- **Request**
Below are some records; give them all again exactly, but not the pictures.
══════════
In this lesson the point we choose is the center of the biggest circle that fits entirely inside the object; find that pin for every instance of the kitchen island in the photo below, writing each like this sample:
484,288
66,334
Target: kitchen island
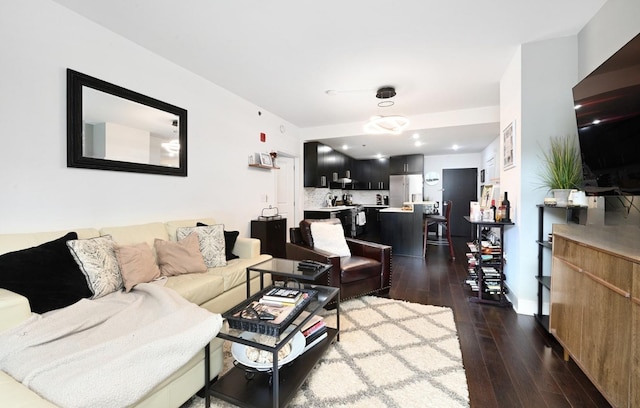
402,228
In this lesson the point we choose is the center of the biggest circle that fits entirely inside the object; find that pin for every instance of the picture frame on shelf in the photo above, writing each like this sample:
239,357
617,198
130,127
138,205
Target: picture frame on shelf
486,196
265,160
509,146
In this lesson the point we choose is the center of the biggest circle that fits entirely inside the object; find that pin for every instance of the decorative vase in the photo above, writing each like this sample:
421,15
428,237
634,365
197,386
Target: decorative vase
561,196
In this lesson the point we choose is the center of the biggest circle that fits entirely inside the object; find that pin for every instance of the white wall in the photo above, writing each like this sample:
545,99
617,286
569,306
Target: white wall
40,40
612,27
547,72
536,92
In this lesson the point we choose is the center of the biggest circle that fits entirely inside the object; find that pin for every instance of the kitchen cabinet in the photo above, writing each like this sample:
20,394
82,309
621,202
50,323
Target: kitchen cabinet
272,234
315,168
372,227
407,164
372,174
403,230
594,305
323,166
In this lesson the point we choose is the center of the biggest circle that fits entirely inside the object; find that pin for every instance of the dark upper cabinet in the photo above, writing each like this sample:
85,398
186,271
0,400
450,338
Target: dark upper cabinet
380,174
408,164
373,175
325,167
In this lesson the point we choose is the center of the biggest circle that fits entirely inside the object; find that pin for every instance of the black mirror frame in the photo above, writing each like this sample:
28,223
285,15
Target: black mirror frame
75,82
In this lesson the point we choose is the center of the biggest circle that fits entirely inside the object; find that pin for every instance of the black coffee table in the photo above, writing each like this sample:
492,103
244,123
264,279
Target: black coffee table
285,268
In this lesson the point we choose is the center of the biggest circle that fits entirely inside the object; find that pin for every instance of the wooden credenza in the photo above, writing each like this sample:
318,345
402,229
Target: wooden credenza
595,305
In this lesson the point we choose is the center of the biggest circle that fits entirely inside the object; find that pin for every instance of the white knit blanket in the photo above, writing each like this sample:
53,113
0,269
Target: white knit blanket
108,352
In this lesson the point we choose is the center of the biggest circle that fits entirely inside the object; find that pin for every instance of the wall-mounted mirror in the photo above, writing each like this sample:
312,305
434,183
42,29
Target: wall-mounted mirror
113,128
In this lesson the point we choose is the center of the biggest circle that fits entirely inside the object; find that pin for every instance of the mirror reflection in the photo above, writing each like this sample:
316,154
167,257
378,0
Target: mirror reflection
112,128
118,129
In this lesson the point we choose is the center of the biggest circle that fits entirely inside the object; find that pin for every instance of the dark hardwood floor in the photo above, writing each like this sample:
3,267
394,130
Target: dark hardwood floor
509,358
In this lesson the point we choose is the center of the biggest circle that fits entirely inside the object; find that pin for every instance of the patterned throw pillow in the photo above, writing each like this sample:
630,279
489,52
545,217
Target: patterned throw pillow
212,245
97,260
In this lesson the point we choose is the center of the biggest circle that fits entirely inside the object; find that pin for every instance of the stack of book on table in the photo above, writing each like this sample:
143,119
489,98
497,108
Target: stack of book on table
282,297
274,306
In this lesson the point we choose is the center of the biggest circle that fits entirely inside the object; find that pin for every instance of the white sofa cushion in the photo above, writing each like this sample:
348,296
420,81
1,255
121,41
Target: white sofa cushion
134,234
211,241
172,226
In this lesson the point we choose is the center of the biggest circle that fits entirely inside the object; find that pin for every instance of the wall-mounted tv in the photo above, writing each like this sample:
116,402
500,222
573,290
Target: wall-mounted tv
607,106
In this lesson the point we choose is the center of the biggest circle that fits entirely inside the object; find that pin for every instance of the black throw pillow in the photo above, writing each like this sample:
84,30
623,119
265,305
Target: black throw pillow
230,238
47,275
══════════
- **Output for this task**
In this lesson the point we choose is the center of the biggest circle that fits entirely inside the object; find that pin for every instance of the kitchen island in the photo below, writing each like this sample:
484,288
66,334
Target: kitchen island
402,228
In this lesson the point we choose is the center of the biggest circle that fits entirely inside the object; find that pin for every instance of the picture frame on shelf in the photo above, writing each like this sample:
239,357
617,198
130,127
138,205
Target: picture frame on shelf
486,196
265,160
509,146
In this lesson the point we choose is the center of the biggest circle that fits entirely inside the object; find that pin for every instance of the decorative vase in the photo above, writing each like this sample:
421,15
428,237
634,365
197,386
Target: decorative vase
561,196
In this lesson the point we choose is the center of the biggest circle that fits entirely inside the object; find that pin for every instance of the white wall in the photo above, writing each like this sample:
545,99
617,286
569,306
Target: white wall
40,40
612,27
547,72
536,92
In this lesson the point we choose is the center of the biggest circle that fits entirely inside the object; find that pin for every instance of the kitchen cabinet in the photo above, writing each like this sample:
20,394
82,309
621,202
50,323
Target: kitchen cabinet
272,234
315,168
372,227
407,164
372,174
403,230
594,305
323,166
In this lesson the point we choose is the center of the biggest circle that fits entirely inside the object; find that pin for every instance of the dark upper cabinet in the photo above, writing each like this sample:
85,398
186,271
0,400
450,338
Target: dark upper cabinet
380,174
408,164
373,175
325,167
In this lesson the point we choose is the center of the biggest circle that fits entirely inside the object; find that pin for every instance of the black mirror frame in the photo above, writing each like this sample:
28,223
285,15
Target: black mirror frame
75,82
In this lesson the point we choose is the center of the biggest circle that fits entirely inside the object; find that pin for every instance of the black coffee table in the photo above, writing each like this sample:
492,103
244,123
264,279
Target: black coffee table
285,268
In this lesson the point we choose is the center of the biggest circle that fits entirely inside the object; find that pin for every instance of the wooden credenza in the photo above, writing each like this sample:
318,345
402,229
Target: wooden credenza
595,305
In this lesson the point we choose is the center of the biggest circle that fits entirely inside the object; find that pin for every instance of the white knit blanket in the photo above, writing each like this sample:
53,113
0,269
Target: white knit blanket
108,352
In this lesson the point we choose is the center of the biggest circle that fits entirely inside the object; find that pin for every instance of the wall-mounted mirror in the photo above, writing each like this sample:
312,305
434,183
42,29
Target: wall-mounted mirror
113,128
In this lesson the point we choose is the center of the biggest circle that fits entirely inside the object; find that pin for every instance of the mirror reflection in the photo above, writing each like this sample:
316,154
167,257
378,0
Target: mirror reflection
112,128
118,129
In this lesson the point we choose is the center of the biggest circle that fits entirely inside the object; find that pin for every instance of the dark hardwood floor in the photo above, writing each like this sample:
3,267
394,130
Target: dark hardwood floor
509,358
In this lesson the point we choose is the center of the biggest circle that fits entirely inside the object; find that pin for every instance of the patterned throw pillow in the photo above, writing each like this sample:
630,279
489,52
545,217
Target: patterned throw pillow
212,245
97,260
In this lesson the point we choose is the center of the biggest circle that fits entirely inside the object; find that pin for every instance of the stack of book on table in the photo above, writing each like this sample:
143,119
489,98
497,108
Target: stack of book on table
282,297
274,306
In this lesson the point we choose is the center of the biggest circle that fits entirely inside the object; find that pin for every instance of the white sofa cushion in the photo above, writing each like this sample:
348,296
420,81
1,255
121,41
Target: white sofa cushion
134,234
211,241
172,226
In this lesson the point we choose is the center of the biggest circle that fits entirely inside the object; find that pin for every instance of the wall-mounted tv in the photo above, writing each like this sample:
116,402
500,222
573,290
Target: wall-mounted tv
607,106
In this lesson the point we choose is the center of the biggest circle that fits entirely inside the object; find that pin for every instance of the black throw pillow in the photo above, writing each like this sample:
84,30
623,119
265,305
Target: black throw pillow
230,238
47,275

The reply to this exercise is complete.